**ENTRIES SHOWN**
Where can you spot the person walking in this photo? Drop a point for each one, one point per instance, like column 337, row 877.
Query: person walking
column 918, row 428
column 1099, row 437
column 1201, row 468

**YOUR TASK**
Write the whole listing out again. Keep every line exactly as it is.

**WORKED ANSWER**
Where can you spot the person walking in this photo? Drop a point for each one, one point per instance, like column 337, row 877.
Query: person walking
column 918, row 428
column 1099, row 437
column 1201, row 468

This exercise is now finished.